### Exercise tasks
1) Using the article on Australia at the 1976 Summer Olympics, decide whether each statement agrees with it: (a) Australia won no gold medals in Montreal; (b) Robert Haigh carried the flag at the opening ceremony; (c) the Australian team took part in 115 events. Answer yes or no for each and quote the deciding words.
2) According to the article on Australia at the 1976 Summer Olympics, what did Prime Minister Malcolm Fraser set up after the team's result?
3) Pick up the article on Australia at the 1976 Summer Olympics after its last sentence and continue writing it.

# start of Excerpted text

- IOC code: AUS
- NOC: Australian Olympic Federation

in Montreal
- Competitors: 180 (146 men, 34 women) in 20 sports
- Flag bearers: Raelene Boyle (opening) Robert Haigh (closing)
- Medals Ranked 32nd: Gold 0 Silver 1 Bronze 4 Total 5

Summer Olympics appearances (overview)
- 1896; 1900; 1904; 1908; 1912; 1920; 1924; 1928; 1932; 1936; 1948; 1952; 1956; 1960; 1964; 1968; 1972; 1976; 1980; 1984; 1988; 1992; 1996; 2000; 2004; 2008; 2012; 2016; 2020; 2024;

Other related appearances
- 1906 Intercalated Games –––– Australasia (1908–1912)

= Australia at the 1976 Summer Olympics =

Australia competed at the 1976 Summer Olympics in Montreal, Quebec, Canada. 180 competitors, 146 men and 34 women, took part in 115 events in 20 sports. Australia performed poorly, winning one silver and four bronze medals, finishing thirty-second on the medals table. This result caused significant negative backlash within the country, and spurred Prime Minister Malcolm Fraser to set up the Australian Institute of Sport.

# end of Excerpted text
# start of Given material

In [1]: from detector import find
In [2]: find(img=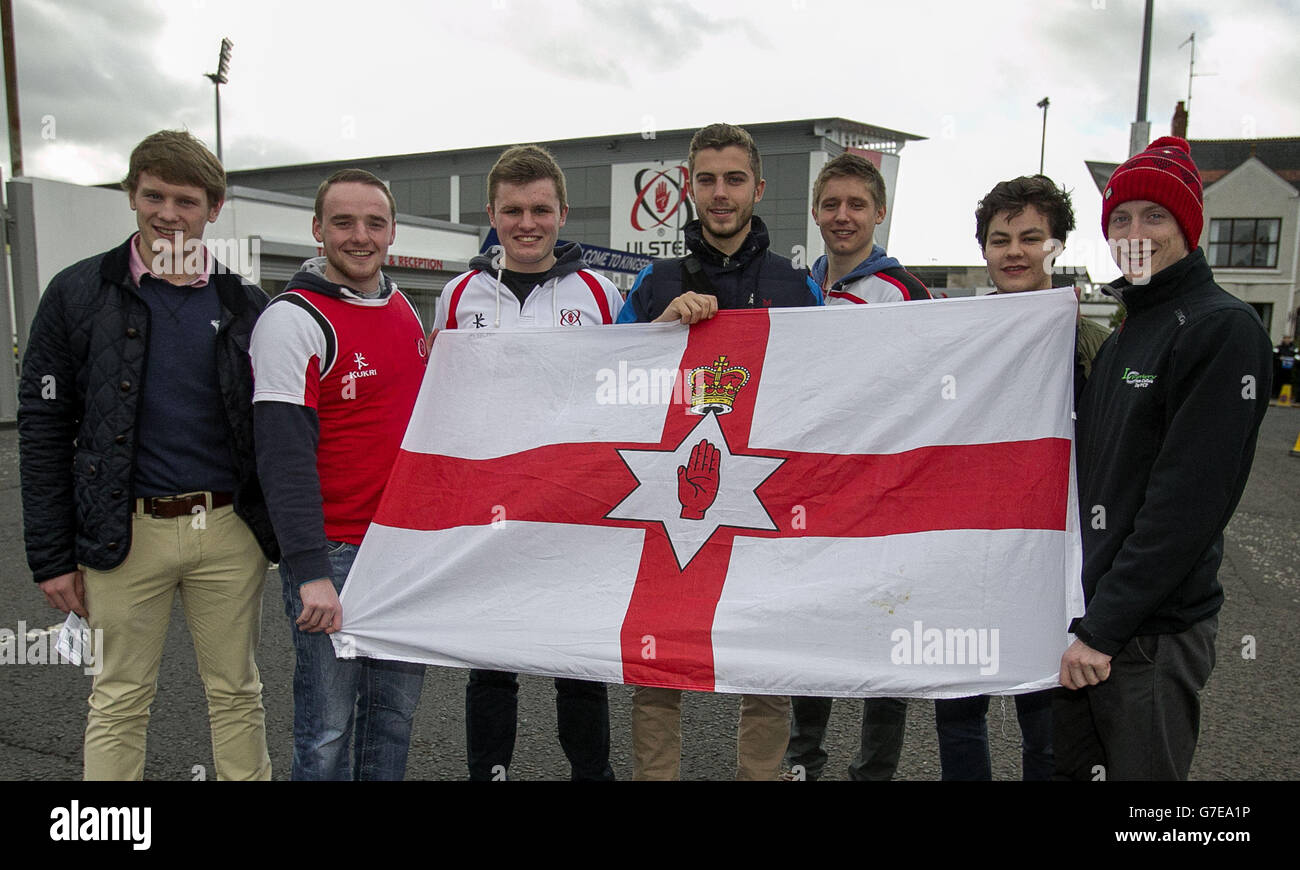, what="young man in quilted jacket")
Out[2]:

# end of Given material

### Per-task outputs
1)
(a) Yes: "Gold 0 Silver 1 Bronze 4 Total 5"
(b) No: "Raelene Boyle (opening) Robert Haigh (closing)"
(c) Yes: "took part in 115 events in 20 sports"

2) The Australian Institute of Sport.

3)
==Medalists==

| Medal | Name | Sport | Event |
|---|---|---|---|
| Silver | Australia national field hockey team David Bell; Greg Browning; Ric Charlesworth; Ian Cooke; Barry Dancer; Douglas Golder; Robert Haigh; Wayne Hammond; Jim Irvine; Malcolm Poole; Robert Proctor; Graeme Reid; Ronald Riley; Trevor Smith; Terry Walsh; | Field hockey | Men's tournament |
| Bronze | Stephen Holland | Swimming | Men's 1500m Freestyle |
| Bronze | John Bertrand | Sailing | Men's finn class |
| Bronze | Ian Brown, Ian Ruff | Sailing | Men's 470 class |
| Bronze | Mervyn Bennet, Denis Pigott, Bill Roycroft, Wayne Roycroft | Equestrian | Team eventing |

==Archery==

In the second Olympic archery competition that Australia contested, the nation sent two women and two men. Only one archer, Terry Reilly, had Olympic experience. He dropped 11 places from his 1972 finish.

Women's Individual Competition:
- Carole Toy — 2305 points (→ 15th place)
- Maureen Adams — 2114 points (→ 25th place)

Men's Individual Competition:
- David Anear — 2407 points (→ 13th place)
- Terry Reilly — 2331 points (→ 26th place)

==Athletics==

Men's 4 × 400 metres Relay
- Max Binnington, Peter Grant, Don Hanly, and Rick Mitchell
  - Heat — 3:05.75 (→ did not advance)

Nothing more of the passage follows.